PROMPT:
Below are some records; reproduce them exactly.

Dataset entries
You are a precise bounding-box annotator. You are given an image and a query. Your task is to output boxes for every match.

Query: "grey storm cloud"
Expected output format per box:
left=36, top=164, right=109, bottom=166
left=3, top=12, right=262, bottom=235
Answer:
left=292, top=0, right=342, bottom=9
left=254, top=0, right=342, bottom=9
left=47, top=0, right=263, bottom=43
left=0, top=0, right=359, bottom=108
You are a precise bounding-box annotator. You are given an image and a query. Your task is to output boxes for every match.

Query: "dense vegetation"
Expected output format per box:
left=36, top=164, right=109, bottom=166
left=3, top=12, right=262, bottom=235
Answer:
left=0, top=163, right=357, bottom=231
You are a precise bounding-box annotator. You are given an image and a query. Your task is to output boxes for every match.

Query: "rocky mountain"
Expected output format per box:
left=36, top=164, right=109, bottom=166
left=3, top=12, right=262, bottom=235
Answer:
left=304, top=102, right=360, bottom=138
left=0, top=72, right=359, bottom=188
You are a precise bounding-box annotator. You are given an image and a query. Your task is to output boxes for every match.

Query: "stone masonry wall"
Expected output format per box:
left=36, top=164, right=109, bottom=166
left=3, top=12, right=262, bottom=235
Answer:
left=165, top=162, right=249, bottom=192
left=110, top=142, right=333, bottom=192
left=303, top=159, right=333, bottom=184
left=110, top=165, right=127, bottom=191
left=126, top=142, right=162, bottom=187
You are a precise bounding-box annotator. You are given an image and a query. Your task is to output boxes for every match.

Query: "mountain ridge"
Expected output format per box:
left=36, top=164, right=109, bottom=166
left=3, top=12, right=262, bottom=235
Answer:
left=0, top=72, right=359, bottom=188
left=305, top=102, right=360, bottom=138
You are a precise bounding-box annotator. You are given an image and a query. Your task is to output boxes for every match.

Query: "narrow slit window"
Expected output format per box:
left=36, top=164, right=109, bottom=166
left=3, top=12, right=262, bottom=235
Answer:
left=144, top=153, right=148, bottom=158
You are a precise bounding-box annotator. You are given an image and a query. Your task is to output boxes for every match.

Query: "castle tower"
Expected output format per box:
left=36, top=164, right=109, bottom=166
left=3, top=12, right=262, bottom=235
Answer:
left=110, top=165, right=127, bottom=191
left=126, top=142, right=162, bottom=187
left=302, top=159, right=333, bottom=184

TASK ANSWER:
You are a precise bounding-box annotator. You are given an image and a query. Your task is to output boxes for every match.

Query: "grey storm cloud"
Expected output format per box:
left=36, top=164, right=109, bottom=166
left=3, top=12, right=262, bottom=235
Answer:
left=292, top=0, right=342, bottom=9
left=254, top=0, right=342, bottom=9
left=47, top=0, right=263, bottom=43
left=0, top=0, right=359, bottom=108
You are a precise bounding-box annotator. You are given an image and a query. Your task is to output boxes for every match.

Query: "dense vegetation"
Expected output format per box:
left=36, top=164, right=109, bottom=166
left=3, top=12, right=262, bottom=235
Answer:
left=0, top=163, right=357, bottom=231
You are a precise bounding-box annotator. You are given an image and a query. Your task is to output boxes for every match.

Query: "rocky mountain"
Expected output format per box:
left=36, top=164, right=109, bottom=166
left=3, top=12, right=262, bottom=235
Answer:
left=304, top=102, right=360, bottom=138
left=0, top=72, right=359, bottom=188
You are a precise bounding-box annotator. You are given an image and a query. Your task is to output boxes for every match.

Query: "stone masonry wall"
Expected output format per box:
left=36, top=164, right=109, bottom=166
left=3, top=12, right=262, bottom=235
Answer:
left=165, top=162, right=249, bottom=192
left=110, top=142, right=333, bottom=192
left=303, top=159, right=333, bottom=184
left=110, top=165, right=127, bottom=191
left=126, top=142, right=162, bottom=187
You are a precise bounding-box annotator. You are given an image and a query. Your task is to output boxes for every match.

Query: "mountain ridge"
Expected output format per box:
left=36, top=164, right=109, bottom=166
left=3, top=12, right=262, bottom=235
Answer:
left=0, top=72, right=359, bottom=188
left=305, top=102, right=360, bottom=138
You are a precise bounding-box annotator. You are given an image and a query. Your task is to output boxes for every match.

Query: "narrow slit window"
Expected output format per box:
left=36, top=164, right=109, bottom=166
left=3, top=12, right=262, bottom=235
Answer:
left=144, top=153, right=148, bottom=158
You are a precise bounding-box annotator. You are given an image and a query. Your task is to output boxes for every match.

Query: "castle tower"
Expected output format per box:
left=36, top=164, right=109, bottom=166
left=3, top=12, right=262, bottom=235
Answer:
left=110, top=165, right=127, bottom=191
left=126, top=142, right=162, bottom=187
left=302, top=159, right=333, bottom=184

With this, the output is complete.